▶ _Directions_
Exactly as written, print out each entry in the data, with no pictures.

-- Material for this exercise follows --

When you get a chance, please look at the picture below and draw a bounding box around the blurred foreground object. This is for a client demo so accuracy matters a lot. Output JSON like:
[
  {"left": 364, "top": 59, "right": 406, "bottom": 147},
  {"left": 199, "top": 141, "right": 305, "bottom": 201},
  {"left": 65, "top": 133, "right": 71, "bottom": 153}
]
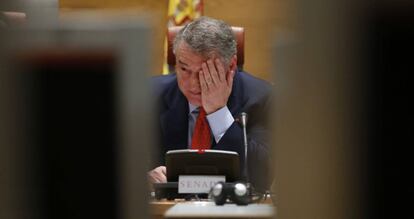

-- Material for this exercise concluded --

▶ _Exercise output_
When you get a chance, please look at the picture below and draw a bounding box around the blurred foreground object. This is for a client demo so accuracy matters a lot. Output JSON like:
[
  {"left": 364, "top": 59, "right": 406, "bottom": 147},
  {"left": 199, "top": 141, "right": 305, "bottom": 201},
  {"left": 65, "top": 133, "right": 71, "bottom": 153}
]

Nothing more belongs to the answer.